> [DIRECTIVE A]: Please output the records from the line with "fire truck ladder" up to and including the line with "[215,159,276,227]" as a Markdown table with the columns Row and Line, numbering each row and skipping blank lines.

> [TEXT]:
When compared with other La Liga teams, it is evident that Real Madrid are a cut above when it comes to corner kicks. They’ve taken 230 corner kicks this season, and 29.6% of those corner kicks result in a shot for Los Blancos, one of the best conversion rates in the Spanish League.
When it comes to defending corners, Real Madrid have been quite good this season. They’ve conceded four goals from corner kicks, compared to the five that they conceded last season (which was a fantastic record, and a testament to the 2019 - 2020 squad’s excellent defensive work). Of those four goals, only two came in losses: the recent 2 - 1 defeat to Levante and the shocking Copa del Rey defeat to CD Alcoyano.
Zidane’s men have limited their opponents to a shot from about one of every four corner kicks, the second best record of all La Liga teams. The squad’s dominance from corner kicks has been a key reason that they’re still in the La Liga title race this season, and still chasing the Champions League Trophy.
Real Madrid defend corners with a man-to-man marking system (as most teams do), and their serial win rate can be attributed to the physicality and drive to win the ball out of the air from their ‘big men’. Raphael Varane, for example, boasts one of the highest aerial duel win rates of all players in La Liga, with the Frenchman winning 74.4% of his challenges out of the air. Sergio Ramos and Casemiro are the players with the next highest rates, both winning aerial challenges with around 55% consistency.
A quick disclaimer before discussing Real Madrid’s free kicks: this will only cover Real Madrid’s free kicks in the final third of the pitch (it will be the same when discussing Real Madrid’s opponents’ free kicks). This is because the vast majority of Real Madrid’s free kicks in the defensive and middle thirds of the pitch are taken short so that the team can retain possession.
Real Madrid’s free kick strategy is similar to that of their corner kicks. They will send multiple players to overload the far post, hoping that one of these players can put a header on goal or redirect the ball back into the center of the 18 yard box where more Real Madrid players are waiting for a possible rebound (Benzema is often in the more central role on free kicks).

> [DIRECTIVE B]: Decide whether each statement agrees with the text on Real Madrid's set pieces, answering yes or no and quoting the words of the text that settle it: (i) Real Madrid have conceded five goals from corner kicks this season. (ii) Raphael Varane wins 74.4% of his aerial challenges. (iii) Real Madrid defend corners with a zonal marking system.

> [EXTRACTED ENTRIES]:
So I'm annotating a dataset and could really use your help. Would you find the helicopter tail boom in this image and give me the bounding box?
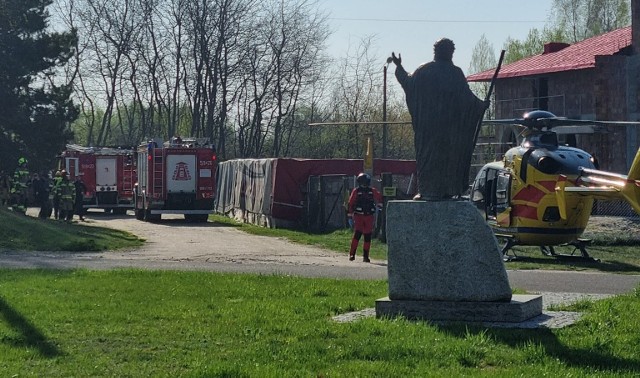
[556,149,640,219]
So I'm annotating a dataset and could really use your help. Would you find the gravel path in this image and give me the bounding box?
[0,209,640,308]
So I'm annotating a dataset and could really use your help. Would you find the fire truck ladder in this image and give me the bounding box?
[153,149,164,195]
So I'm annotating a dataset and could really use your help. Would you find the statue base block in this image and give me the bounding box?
[387,201,511,303]
[376,294,542,323]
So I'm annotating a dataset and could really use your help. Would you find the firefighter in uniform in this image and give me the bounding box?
[49,170,62,219]
[0,171,13,206]
[55,170,76,222]
[11,157,31,214]
[348,173,382,262]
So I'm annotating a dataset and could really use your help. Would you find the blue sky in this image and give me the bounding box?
[319,0,553,75]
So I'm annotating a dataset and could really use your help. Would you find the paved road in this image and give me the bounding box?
[0,209,640,294]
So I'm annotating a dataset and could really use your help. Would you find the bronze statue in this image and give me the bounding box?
[391,38,489,200]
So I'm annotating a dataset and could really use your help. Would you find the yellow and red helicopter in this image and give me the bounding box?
[470,110,640,260]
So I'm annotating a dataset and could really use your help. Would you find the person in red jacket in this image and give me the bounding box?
[348,173,382,262]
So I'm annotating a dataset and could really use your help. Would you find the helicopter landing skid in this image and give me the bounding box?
[540,239,600,262]
[496,234,518,262]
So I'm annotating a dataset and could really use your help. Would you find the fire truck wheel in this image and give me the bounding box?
[144,209,162,222]
[184,214,209,223]
[113,207,127,215]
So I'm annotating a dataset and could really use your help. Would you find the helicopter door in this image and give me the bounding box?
[495,172,511,221]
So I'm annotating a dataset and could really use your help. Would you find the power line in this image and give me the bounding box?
[329,17,546,24]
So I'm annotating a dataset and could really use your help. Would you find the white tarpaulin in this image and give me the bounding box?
[215,159,276,227]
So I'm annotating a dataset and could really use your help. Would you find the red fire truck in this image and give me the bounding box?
[59,144,136,214]
[135,138,217,222]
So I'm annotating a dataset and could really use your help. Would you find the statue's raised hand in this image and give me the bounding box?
[391,52,402,66]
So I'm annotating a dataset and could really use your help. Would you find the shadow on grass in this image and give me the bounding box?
[0,297,63,358]
[440,325,640,376]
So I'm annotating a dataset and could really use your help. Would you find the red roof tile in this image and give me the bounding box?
[467,26,631,81]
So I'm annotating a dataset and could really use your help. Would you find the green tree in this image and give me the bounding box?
[0,0,77,170]
[552,0,631,43]
[504,27,566,64]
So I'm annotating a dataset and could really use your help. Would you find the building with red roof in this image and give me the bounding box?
[467,0,640,173]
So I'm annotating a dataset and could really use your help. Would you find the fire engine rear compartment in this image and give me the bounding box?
[135,139,215,222]
[59,144,136,214]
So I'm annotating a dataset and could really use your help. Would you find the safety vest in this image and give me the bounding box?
[55,180,76,202]
[11,167,29,193]
[353,186,376,215]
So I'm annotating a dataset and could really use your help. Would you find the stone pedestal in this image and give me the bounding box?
[376,201,542,322]
[376,295,542,323]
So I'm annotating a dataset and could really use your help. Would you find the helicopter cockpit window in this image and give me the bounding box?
[471,170,487,204]
[540,133,558,147]
[495,173,511,213]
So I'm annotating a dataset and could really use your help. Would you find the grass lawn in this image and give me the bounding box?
[0,208,144,252]
[0,270,640,377]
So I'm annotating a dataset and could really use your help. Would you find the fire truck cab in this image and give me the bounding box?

> [REPLY A]:
| Row | Line |
|---|---|
| 1 | So I'm annotating a dataset and could really use your help. Would you find the fire truck ladder in this image and give me the bounding box? |
| 2 | [153,149,164,195] |
| 3 | So I'm annotating a dataset and could really use your help. Would you find the statue base block in this image and give me the bounding box? |
| 4 | [387,201,511,303] |
| 5 | [376,294,542,323] |
| 6 | So I'm annotating a dataset and could really use your help. Would you find the firefighter in uniform in this image and give me the bounding box? |
| 7 | [49,170,62,219] |
| 8 | [0,171,13,206] |
| 9 | [55,170,76,222] |
| 10 | [11,157,31,214] |
| 11 | [348,173,382,262] |
| 12 | So I'm annotating a dataset and could really use your help. Would you find the blue sky in this image and give me the bounding box? |
| 13 | [319,0,553,75] |
| 14 | So I'm annotating a dataset and could really use your help. Would you find the paved road in this image and give me the bounding box? |
| 15 | [0,209,640,294] |
| 16 | So I'm annotating a dataset and could really use your help. Would you find the bronze statue in this image and give me the bounding box? |
| 17 | [391,38,489,200] |
| 18 | So I'm annotating a dataset and could really use your help. Would you find the yellow and red helicopter in this image and give me the bounding box? |
| 19 | [470,110,640,260] |
| 20 | So I'm annotating a dataset and could really use your help. Would you find the person in red jacket in this image and give me the bounding box? |
| 21 | [348,173,382,262] |
| 22 | So I'm annotating a dataset and could really use your help. Would you find the helicopter landing skid in this image and give me the bounding box? |
| 23 | [540,239,600,262] |
| 24 | [496,234,518,262] |
| 25 | So I'm annotating a dataset and could really use your help. Would you find the fire truck wheel in this image and give me the bounding box? |
| 26 | [144,209,162,222] |
| 27 | [184,214,209,223] |
| 28 | [113,207,127,215] |
| 29 | So I'm annotating a dataset and could really use your help. Would you find the helicopter door in this image and give me the bounding box? |
| 30 | [495,172,511,221] |
| 31 | So I'm annotating a dataset and could really use your help. Would you find the power line in this image and give me the bounding box? |
| 32 | [329,17,546,24] |
| 33 | So I'm annotating a dataset and could really use your help. Would you find the white tarpaulin in this image and give me the bounding box? |
| 34 | [215,159,276,227] |

> [REPLY B]:
(i) No: "They’ve conceded four goals from corner kicks, compared to the five that they conceded last season"
(ii) Yes: "with the Frenchman winning 74.4% of his challenges out of the air"
(iii) No: "Real Madrid defend corners with a man-to-man marking system"